- [Texto fornecido]:
É aí que o que vem de fora se torna maior do que se tem por dentro. E esse conceito aplicado dessa maneira só aparece na história da humanidade a partir de certo ponto.

Desde o início dos tempos os seres humanos tinham consciência de que viviam dentro de uma esfera de experiências ilimitadas, mas sujeitas a leis de possibilidades físicas e mentais; enfim, leis universais. A partir do momento em que a noção dessas possibilidades é perdida, surge a necessidade individual de limitação dessas possibilidades, pois ninguém suportaria viver num contexto de total abertura em todos os sentidos e possibilidades, em que não há mais a noção da impossibilidade que limita o ilimitado. O conceito dado por Alexandre Koyré em seu livro O Universo Infinito trata exatamente disso. Das limitações que o próprio ser humano cria para si mesmo dentro do infinito de possibilidades. É a partir daí que são formados diferentes áreas e nichos de interesse e atuação social, profissional ou mesmo de lazer e hobbies. Cada pessoa inserida nesses diferentes contextos pode desenvolver o nocivo hábito de julgar aspectos de meios e áreas que não compreende, baseados nos aspectos que são capazes de compreender e explicar, baseados em suas experiências ou nas dos que o cercam. Assim criam uma espécie de mundo fictício para si, onde tudo funciona de acordo com a lógica e as bases pré-estabelecidas criadas por si mesmo; um tipo de ilusão auto-infligida inconsciente; uma vez que a pessoa raramente é capaz de notar que baseia suas impressões e opiniões em conceitos que podem não se aplicar ao sujeito dessas ações. Essa disparidade geralmente é aceita e relevada em questões minoritárias, mas raramente percebida e atenuada em campos mais abrangentes e mais solidificados por um processo histórico. Por exemplo: um sujeito é capaz de compreender o flagrante desinteresse do outro por sua paixão pela física quântica, mas não hesita em tomá-lo por tolo quando ele diz não partilhar da sua fé, ou de ambições financeiras e sociais almejadas por todos.

Como demonstrado, esses parâmetros aparentemente universais não passam de construções sociais, temporais ou mesmo geográficas. É assim que no decorrer dos séculos, essa incapacidade de compreensão universal passa a influenciar pensadores, teóricos, filósofos e cientistas, e começam a surgir teorias e construtos sociais embasados por esse equívoco sutil mas tremendamente significativo. As pessoas começam a acreditar estarem vivendo num contexto de total liberdade (especialmente nos dias de hoje quando gozam de liberdade física, financeira, espiritual, intelectual, etc), mas tem sua visão completamente estigmatizada por essa patologia cognitiva; e passam, assim, a vivenciar aquilo como um sonho acordado, acreditando que aquilo é realmente o mundo.

- [Dados fornecidos]:
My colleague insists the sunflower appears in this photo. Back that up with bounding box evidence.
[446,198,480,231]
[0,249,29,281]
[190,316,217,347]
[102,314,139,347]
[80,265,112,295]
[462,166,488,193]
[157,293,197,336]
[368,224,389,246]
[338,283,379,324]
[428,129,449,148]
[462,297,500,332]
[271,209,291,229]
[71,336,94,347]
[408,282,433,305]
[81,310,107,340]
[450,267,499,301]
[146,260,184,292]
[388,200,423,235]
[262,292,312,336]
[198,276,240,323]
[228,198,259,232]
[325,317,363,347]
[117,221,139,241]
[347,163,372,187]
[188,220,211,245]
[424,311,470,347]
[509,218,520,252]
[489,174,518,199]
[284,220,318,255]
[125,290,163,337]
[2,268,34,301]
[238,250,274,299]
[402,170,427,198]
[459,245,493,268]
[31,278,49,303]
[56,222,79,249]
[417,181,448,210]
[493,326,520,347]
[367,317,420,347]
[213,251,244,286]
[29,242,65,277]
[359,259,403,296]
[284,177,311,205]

- [Tarefas propostas]:
A: Responda a estas perguntas com base no texto sobre as limitações humanas:
(i) Qual autor e qual livro são citados no texto?
(ii) No exemplo da física quântica, o que o sujeito faz quando o outro diz não partilhar da sua fé?
(iii) Segundo o último parágrafo, o que são, na verdade, os parâmetros aparentemente universais?
B: Escreva a continuação do texto sobre as limitações humanas a partir do ponto em que ele termina.

- [Respostas]:
A:
(i) Alexandre Koyré e o livro O Universo Infinito.
(ii) Ele não hesita em tomá-lo por tolo.
(iii) São construções sociais, temporais ou mesmo geográficas.

B:
Para simplificar: se você está lendo um livro e algum ruído o incomoda, sua iniciativa é primeiramente de abstrair aquela distração e não prestar atenção nela. Funciona como uma defesa automática contra tudo o que interfere no enredo que lhe interessa verdadeiramente. Hoje as pessoas chamam esse processo de ter uma "opinião" - da qual os outros podem concordar ou discordar, mas nunca se ausentar completamente daquela ideia. Quando duas pessoas concordam acerca de um assunto, significa que elas possuem um mecanismo de defesa comum em relação a distrações que possam vir a perturbar o funcionamento daquele espetáculo que se passa em suas mentes. É assim que se estabelecem e se mantém a maioria das dinâmicas sociais e relacionais atualmente. As pessoas se isolam em grupos de interesses comuns e ignoram direta ou indiretamente, total ou parcialmente tudo o que foge do centro daquele pseudo-universo.

Assim a ideia da sobrevivência do mais "capaz", "preparado" e "bem sucedido" passa necessariamente por esse filtro comum, ditado sempre pelos poucos que controlam os rumos da sociedade, usando os demais como massa de manobra para ampliar suas ideias e o efeito delas sobre os demais. Cria-se então, com certa facilidade, a ideia de que seguir aquele padrão de condutas e conquistas representa o sucesso e bem-estar, para todos!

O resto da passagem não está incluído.